#### Supplied text:
-=-=-=-=-
Names, places, characters, events, and incidents are based on the authors' lives and experiences and may be changed to protect personal information. Any resemblances to actual persons (living or dead), organizations, companies, events, or locales are entirely coincidental.
Note: While authors are asked to place warnings on their stories for some moderated content, everyone has different thresholds, and it is your responsibility as a reader to avoid stories or stop reading if something bothers you. 

Out At The Park - 1. Yesterday

About September 8, 2012

My Hubster and I went to Six Flags Great America to meet up with some friends of his from work and their partners. The event was called “Out at the Park.” The park would be open like regular during the day and would technically close at 9pm to those who did not purchase the “Out at the Park” wrist bands. Those with wrist bands would be allowed in the park until 1am.

We were running late when we left. It was my fault, first I had under predicted the time we would need and second I was finishing the edit and publish of a chapter of a story on-line. We went to go to his store to get some stuff for a picnic lunch to put in the trunk in order to save money. When Hubster told me it was 11:30 we changed course and when straight to Great America.

We parked out in Daffy Duck 25 and went in to meet at the Grand Carousel. We barely made it on time. Hubster and D were in touch by text and they were now running late. So Hubster and I walked over and got a hot pretzel and shortly after, sun screen (umm… $6 and $18 respectively!!). We were standing to the side of the Carousel when I saw something that I had to comment on to Hubster.

There was a group of either late teens or more likely early twenty-something’s. All male, and two of them were holding holds. It was not really shock I felt. It was broad daylight, early afternoon, not even close to the event, not wristbands issued yet. What I said to Hubster was something like “Wow, can you imagine growing up feeling no fear being able to do that?”

I guess in my heart, it made me feel good and amazed. I mean if either of us had done that when we were young, what would have happened? Maybe nothing, it would have been around 1990, so who knows? I don’t think it would have even occurred to me to holds another man’s hand back then. In fact, I would have been more likely to have made sure that looked like I was not thinking about it.

From that point thought out the rest of the day, I would see men, lots of men in various states of friends and couples, etc. and really, really see them. No one was doing anything horrible, but some you could see just as together and know they were together. Some were more flamboyant than others, some were dressed the same, some more “out,” but the idea was there.

Hubster and I were dressed to be similar and not flashy, I had tried to keep us more subtle but unmistakably together. We were wearing red polos with orange tees underneath, khaki style shorts and sandals. Once again, not flashy, just apparent, or as I though subtle. There was a couple, during the day, wearing matching purple striped shirts and turquoise sweatshirts wrapped at their waists.

D and J met us by the carousel, not dressed even closely the same, and that was ok for them. They were individual and a couple. Thirty-something’s that Hubster knew. The other couple L and S would meet us later as L had to work. They would get to the park around seven. Not knowing what to do, we four walked the park together. Just looking around.
-=-=-=-=-
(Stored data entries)
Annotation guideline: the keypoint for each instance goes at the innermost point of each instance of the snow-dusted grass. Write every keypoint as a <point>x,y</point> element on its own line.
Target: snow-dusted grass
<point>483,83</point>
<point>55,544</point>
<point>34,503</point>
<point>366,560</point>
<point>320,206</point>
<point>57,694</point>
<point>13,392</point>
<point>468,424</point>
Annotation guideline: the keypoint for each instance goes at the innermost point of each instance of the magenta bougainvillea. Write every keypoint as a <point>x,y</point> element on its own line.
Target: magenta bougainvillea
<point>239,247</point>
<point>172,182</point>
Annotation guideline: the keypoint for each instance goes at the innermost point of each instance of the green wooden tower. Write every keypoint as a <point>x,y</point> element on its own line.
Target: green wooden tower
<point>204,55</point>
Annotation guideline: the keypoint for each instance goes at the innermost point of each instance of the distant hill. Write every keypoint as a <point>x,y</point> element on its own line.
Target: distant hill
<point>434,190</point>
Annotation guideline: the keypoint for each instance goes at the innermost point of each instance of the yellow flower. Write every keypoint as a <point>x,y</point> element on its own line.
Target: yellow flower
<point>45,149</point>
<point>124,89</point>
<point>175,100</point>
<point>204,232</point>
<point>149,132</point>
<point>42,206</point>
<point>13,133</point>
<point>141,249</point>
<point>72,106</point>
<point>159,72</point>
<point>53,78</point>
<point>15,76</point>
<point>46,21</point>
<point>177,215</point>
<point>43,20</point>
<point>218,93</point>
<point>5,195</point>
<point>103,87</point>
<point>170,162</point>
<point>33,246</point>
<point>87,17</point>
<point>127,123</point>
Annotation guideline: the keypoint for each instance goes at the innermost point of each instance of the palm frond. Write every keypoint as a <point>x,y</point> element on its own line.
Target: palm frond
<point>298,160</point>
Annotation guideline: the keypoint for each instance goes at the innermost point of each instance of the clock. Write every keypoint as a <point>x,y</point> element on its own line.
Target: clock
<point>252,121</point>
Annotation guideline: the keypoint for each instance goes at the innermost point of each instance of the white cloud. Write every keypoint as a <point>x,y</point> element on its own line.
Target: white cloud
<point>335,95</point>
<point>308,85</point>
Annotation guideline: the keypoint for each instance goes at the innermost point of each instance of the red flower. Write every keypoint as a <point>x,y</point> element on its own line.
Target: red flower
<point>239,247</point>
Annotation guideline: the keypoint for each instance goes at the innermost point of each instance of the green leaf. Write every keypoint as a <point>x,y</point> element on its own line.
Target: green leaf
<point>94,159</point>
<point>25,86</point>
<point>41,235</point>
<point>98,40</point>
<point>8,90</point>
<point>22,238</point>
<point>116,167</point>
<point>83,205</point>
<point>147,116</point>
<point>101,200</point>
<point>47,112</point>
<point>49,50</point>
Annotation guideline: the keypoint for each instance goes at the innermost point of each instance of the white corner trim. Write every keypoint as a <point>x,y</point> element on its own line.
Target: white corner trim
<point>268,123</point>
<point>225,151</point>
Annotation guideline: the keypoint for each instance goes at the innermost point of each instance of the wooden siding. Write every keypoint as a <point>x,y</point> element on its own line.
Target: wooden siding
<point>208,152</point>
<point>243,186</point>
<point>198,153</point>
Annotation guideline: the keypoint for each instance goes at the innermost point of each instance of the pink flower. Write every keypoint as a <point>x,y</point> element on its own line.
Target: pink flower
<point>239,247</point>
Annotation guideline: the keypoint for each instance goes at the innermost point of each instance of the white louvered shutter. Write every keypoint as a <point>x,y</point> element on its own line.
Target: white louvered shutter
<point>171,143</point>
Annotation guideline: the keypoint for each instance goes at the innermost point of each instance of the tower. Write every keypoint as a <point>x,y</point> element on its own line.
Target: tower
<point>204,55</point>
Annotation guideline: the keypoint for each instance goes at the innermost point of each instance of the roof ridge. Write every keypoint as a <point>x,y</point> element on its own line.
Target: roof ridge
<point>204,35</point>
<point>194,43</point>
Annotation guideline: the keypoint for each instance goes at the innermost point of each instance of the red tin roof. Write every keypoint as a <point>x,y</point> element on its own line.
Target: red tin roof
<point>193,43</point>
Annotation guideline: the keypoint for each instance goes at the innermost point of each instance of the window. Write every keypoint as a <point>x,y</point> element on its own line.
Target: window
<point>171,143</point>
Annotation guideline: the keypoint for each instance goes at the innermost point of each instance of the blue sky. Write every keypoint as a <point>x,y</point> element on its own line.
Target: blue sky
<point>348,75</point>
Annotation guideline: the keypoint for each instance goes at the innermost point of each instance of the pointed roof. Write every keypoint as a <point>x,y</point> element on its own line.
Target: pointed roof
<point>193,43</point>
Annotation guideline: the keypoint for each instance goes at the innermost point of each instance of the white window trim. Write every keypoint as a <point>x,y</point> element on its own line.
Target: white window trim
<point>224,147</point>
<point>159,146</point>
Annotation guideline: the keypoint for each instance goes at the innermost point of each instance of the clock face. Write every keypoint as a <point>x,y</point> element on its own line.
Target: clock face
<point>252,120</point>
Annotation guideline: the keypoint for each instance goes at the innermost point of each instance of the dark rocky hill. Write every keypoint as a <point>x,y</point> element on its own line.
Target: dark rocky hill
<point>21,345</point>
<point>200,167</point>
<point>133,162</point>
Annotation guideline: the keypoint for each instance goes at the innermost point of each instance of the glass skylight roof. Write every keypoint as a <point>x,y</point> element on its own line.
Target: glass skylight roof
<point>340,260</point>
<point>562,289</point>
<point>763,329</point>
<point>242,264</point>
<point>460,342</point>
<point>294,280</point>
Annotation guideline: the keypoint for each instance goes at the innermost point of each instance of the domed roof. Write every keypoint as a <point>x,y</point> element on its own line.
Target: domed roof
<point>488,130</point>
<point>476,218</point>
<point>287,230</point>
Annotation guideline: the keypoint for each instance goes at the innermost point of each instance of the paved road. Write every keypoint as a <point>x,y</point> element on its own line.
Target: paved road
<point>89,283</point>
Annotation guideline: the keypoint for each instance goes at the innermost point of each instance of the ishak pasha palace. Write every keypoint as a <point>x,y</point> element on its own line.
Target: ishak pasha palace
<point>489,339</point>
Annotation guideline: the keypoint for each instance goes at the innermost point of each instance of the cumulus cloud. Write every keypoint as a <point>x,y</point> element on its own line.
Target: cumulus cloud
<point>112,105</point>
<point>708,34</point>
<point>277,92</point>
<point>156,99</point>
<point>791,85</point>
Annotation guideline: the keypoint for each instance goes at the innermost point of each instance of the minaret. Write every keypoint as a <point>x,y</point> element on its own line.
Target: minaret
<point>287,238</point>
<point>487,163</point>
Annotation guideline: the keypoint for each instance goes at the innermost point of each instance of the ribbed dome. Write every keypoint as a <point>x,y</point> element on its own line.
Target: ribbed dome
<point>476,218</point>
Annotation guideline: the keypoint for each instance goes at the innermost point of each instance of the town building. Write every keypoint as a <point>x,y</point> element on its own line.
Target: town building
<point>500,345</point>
-=-=-=-=-
#### Task requirements:
**a.** In the story about Out at the Park, until what time could people with wristbands stay in the park?
**b.** Write a continuation of the Out at the Park story, beginning right after its final sentence.
The listing has no role in this work.

#### The replies:
**a.** They could stay until 1am.

**b.**
Hubster was too scared to ride anything as he reminded us when we would ask him to ride anything. I kept trying to talk up the smaller coasters while I kept drooling over the bigger ones. Hubster politely reminded me that I had promised not to beg him to ride anything. I did not remember that promise. I did try to dial it back, I do not know if I was very good about it though.

We did convince Hubster to get on one of those spinney, what I call “Octopus Style” rides. Hubster and I sat together and when it went I was slammed into him. He laughed through a lot of it. At some point the said something about “ok that is enough” or “when is this over?” It was and we got off. J and D giving him a hard time about him laughing thought the ride, they had heard him too.

We walked around to the entrance and I think that was when J and D were hungry. They went out to the parking lot to eat. Hubster and I went to a food court. We went to the turkey leg booth, where he ended up getting nachos because the legs did not look good to him. I went to get a burger and ended up in a line with lady arguing with one of her daughters about why one girl slapped the other.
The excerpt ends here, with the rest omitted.